:: Assigned task ::
After locating the line containing "Find a point on every instance of the large" in the entries below, please write out that line and the rest through the end exactly. Omit pictures.

:: Available records ::
-- Opening Marker --

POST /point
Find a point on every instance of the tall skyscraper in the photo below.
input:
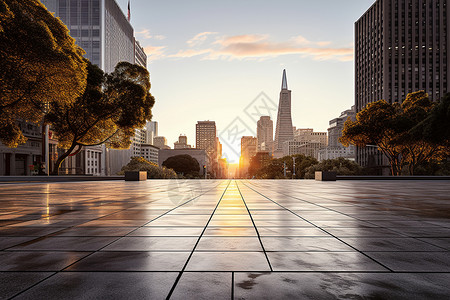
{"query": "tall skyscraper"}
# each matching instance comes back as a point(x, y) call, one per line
point(102, 30)
point(99, 27)
point(284, 131)
point(265, 134)
point(401, 46)
point(160, 142)
point(335, 149)
point(205, 137)
point(151, 131)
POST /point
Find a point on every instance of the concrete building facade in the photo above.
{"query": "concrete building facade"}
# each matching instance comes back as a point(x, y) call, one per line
point(206, 137)
point(306, 142)
point(283, 131)
point(335, 149)
point(160, 142)
point(401, 46)
point(249, 148)
point(103, 31)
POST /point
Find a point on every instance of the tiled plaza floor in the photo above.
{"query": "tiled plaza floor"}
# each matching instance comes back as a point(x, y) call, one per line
point(225, 239)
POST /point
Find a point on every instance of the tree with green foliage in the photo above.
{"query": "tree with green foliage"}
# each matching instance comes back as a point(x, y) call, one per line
point(416, 108)
point(109, 111)
point(39, 63)
point(182, 164)
point(274, 168)
point(393, 129)
point(339, 165)
point(152, 169)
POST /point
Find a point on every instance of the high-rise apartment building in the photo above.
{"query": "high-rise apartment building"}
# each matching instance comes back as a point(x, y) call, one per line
point(205, 137)
point(151, 131)
point(401, 46)
point(249, 146)
point(335, 149)
point(306, 142)
point(284, 131)
point(140, 58)
point(99, 27)
point(160, 142)
point(103, 31)
point(264, 134)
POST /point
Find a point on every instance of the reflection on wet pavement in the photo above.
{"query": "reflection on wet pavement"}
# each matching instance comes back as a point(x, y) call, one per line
point(222, 239)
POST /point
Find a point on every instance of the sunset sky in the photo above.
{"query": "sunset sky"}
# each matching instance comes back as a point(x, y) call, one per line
point(209, 60)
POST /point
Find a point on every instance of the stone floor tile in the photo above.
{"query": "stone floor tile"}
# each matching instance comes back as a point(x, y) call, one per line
point(341, 286)
point(322, 261)
point(107, 285)
point(132, 261)
point(227, 261)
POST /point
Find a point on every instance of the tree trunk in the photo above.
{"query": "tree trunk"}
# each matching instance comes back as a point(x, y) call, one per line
point(61, 159)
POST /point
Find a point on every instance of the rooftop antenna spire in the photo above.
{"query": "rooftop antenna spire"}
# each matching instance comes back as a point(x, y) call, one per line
point(129, 12)
point(284, 82)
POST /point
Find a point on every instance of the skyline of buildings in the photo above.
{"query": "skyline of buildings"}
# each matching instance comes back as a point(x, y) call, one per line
point(264, 134)
point(335, 149)
point(249, 148)
point(398, 49)
point(284, 130)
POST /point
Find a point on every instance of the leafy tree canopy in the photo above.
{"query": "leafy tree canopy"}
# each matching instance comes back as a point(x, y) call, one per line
point(39, 63)
point(340, 165)
point(183, 163)
point(109, 111)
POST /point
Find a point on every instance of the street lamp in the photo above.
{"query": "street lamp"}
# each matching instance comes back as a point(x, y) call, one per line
point(293, 175)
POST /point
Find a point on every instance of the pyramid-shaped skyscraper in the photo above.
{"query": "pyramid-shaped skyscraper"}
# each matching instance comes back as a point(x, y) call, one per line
point(284, 131)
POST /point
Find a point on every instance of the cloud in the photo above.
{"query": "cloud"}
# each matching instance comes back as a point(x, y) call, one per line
point(154, 52)
point(301, 40)
point(190, 53)
point(240, 39)
point(251, 46)
point(145, 34)
point(199, 38)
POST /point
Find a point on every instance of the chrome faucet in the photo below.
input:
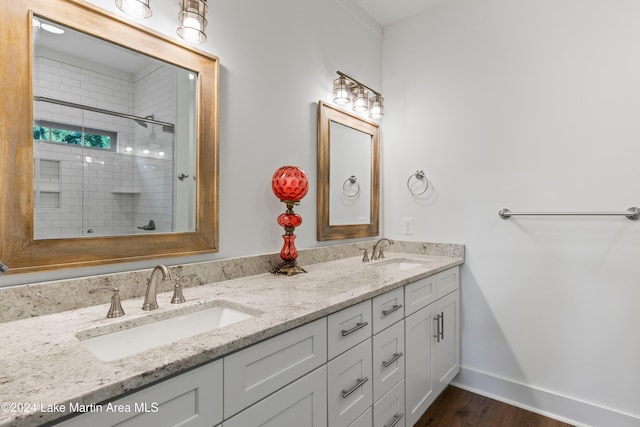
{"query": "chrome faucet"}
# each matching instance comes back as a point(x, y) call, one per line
point(150, 301)
point(379, 254)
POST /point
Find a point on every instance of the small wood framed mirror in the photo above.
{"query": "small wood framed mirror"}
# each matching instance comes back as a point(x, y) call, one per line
point(348, 175)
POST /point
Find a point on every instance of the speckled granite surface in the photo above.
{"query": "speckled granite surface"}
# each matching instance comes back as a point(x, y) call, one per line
point(45, 364)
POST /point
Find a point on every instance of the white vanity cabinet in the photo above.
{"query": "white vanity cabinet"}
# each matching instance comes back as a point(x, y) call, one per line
point(432, 341)
point(350, 387)
point(378, 363)
point(302, 404)
point(259, 370)
point(192, 399)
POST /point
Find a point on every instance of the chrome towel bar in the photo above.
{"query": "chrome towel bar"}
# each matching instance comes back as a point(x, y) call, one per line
point(632, 213)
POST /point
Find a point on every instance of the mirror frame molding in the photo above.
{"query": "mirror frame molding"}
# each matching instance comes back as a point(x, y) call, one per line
point(18, 248)
point(328, 113)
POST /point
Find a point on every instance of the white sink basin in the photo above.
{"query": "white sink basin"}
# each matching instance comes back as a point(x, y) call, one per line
point(125, 342)
point(401, 264)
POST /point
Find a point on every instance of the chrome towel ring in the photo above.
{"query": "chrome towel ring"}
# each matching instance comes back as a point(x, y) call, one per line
point(351, 187)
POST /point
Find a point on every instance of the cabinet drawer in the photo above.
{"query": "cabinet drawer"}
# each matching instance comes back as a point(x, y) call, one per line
point(388, 359)
point(348, 327)
point(389, 411)
point(302, 403)
point(259, 370)
point(364, 420)
point(349, 385)
point(419, 294)
point(387, 309)
point(448, 281)
point(192, 399)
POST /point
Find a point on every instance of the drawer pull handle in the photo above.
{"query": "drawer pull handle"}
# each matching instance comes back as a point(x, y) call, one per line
point(395, 357)
point(359, 325)
point(360, 383)
point(396, 420)
point(392, 309)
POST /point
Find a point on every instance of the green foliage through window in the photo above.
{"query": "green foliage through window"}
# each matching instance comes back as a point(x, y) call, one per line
point(66, 134)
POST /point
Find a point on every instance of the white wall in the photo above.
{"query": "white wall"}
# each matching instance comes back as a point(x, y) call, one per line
point(532, 106)
point(278, 58)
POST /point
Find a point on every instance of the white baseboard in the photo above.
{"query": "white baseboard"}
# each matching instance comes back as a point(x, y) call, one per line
point(547, 403)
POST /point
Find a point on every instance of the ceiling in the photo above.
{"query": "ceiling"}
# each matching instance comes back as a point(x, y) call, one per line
point(387, 12)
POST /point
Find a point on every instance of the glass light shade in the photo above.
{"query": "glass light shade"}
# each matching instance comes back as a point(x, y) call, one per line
point(360, 100)
point(136, 8)
point(290, 183)
point(341, 92)
point(192, 20)
point(376, 107)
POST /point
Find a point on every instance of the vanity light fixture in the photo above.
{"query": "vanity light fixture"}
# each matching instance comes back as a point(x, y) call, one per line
point(192, 20)
point(347, 89)
point(135, 8)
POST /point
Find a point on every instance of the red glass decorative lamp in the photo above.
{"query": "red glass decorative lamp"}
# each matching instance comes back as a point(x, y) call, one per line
point(290, 185)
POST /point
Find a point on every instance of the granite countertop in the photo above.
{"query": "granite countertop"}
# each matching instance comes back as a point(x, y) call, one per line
point(44, 365)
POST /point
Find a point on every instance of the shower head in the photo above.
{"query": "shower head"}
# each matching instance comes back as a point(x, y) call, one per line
point(143, 123)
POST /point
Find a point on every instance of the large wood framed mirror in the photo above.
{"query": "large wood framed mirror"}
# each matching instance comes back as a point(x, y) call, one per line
point(108, 140)
point(348, 174)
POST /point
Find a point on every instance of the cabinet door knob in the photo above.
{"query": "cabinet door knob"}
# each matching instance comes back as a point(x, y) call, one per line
point(392, 309)
point(396, 420)
point(389, 362)
point(360, 383)
point(359, 325)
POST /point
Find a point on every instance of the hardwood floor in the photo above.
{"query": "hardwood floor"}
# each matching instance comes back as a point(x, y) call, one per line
point(460, 408)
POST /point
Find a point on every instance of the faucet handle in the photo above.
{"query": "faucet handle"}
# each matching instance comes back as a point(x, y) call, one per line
point(178, 296)
point(115, 310)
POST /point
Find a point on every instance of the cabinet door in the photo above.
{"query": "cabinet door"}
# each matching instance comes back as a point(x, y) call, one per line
point(387, 309)
point(447, 281)
point(302, 404)
point(388, 359)
point(419, 294)
point(348, 327)
point(257, 371)
point(446, 361)
point(389, 411)
point(420, 329)
point(364, 420)
point(349, 385)
point(192, 399)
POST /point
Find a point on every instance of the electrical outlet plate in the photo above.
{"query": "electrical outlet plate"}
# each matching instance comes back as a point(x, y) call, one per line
point(407, 226)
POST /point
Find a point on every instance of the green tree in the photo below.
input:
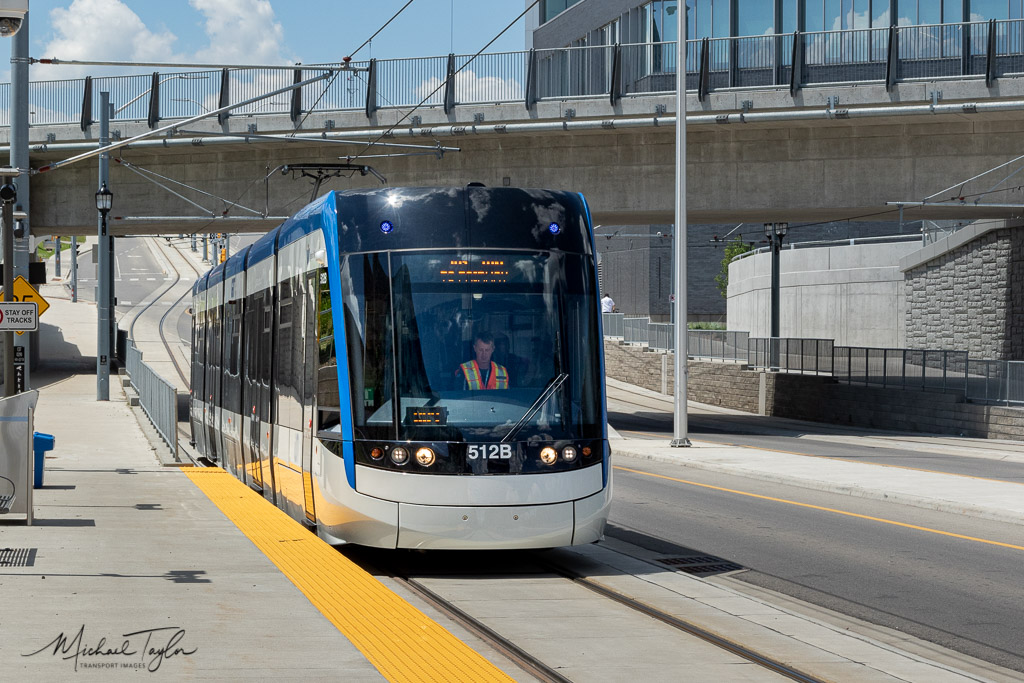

-- Closing Marker --

:: Answer section ::
Find a point on every instance of the large wood framed mirror in the photo above.
{"query": "large wood framed mirror"}
# each matching instance comes back as a point(x, y) call, one per line
point(108, 140)
point(348, 174)
POST /point
Find a point on every instance of the cabinet door knob in the photo above.
{"query": "cabinet door knob"}
# each matching instance comes back as a point(x, y) call, one per line
point(392, 309)
point(396, 420)
point(389, 362)
point(360, 383)
point(359, 325)
POST /point
Find a point on every instance of the hardwood floor in the photo above.
{"query": "hardwood floor"}
# each matching instance comes back as a point(x, y) call, one per line
point(460, 408)
POST /point
Find a point on every instance of the faucet handle in the photo above.
{"query": "faucet handle"}
# each matching instance comes back as a point(x, y) call, one per line
point(178, 296)
point(115, 310)
POST /point
Find a point on every instance of the cabinet door in the photo above.
{"query": "cabinet door"}
# each matching instance comes back as a point(x, y) call, one per line
point(387, 309)
point(447, 281)
point(302, 404)
point(388, 359)
point(419, 294)
point(348, 327)
point(257, 371)
point(446, 361)
point(389, 411)
point(420, 329)
point(364, 420)
point(349, 385)
point(192, 399)
POST /point
Find a point on every instance of the electrical outlet plate in the photo above.
{"query": "electrical outlet plate"}
# each matching instance comes back as a point(x, y) call, one per line
point(407, 226)
POST /point
Find a point on every instance of the green tree in the photo below.
input:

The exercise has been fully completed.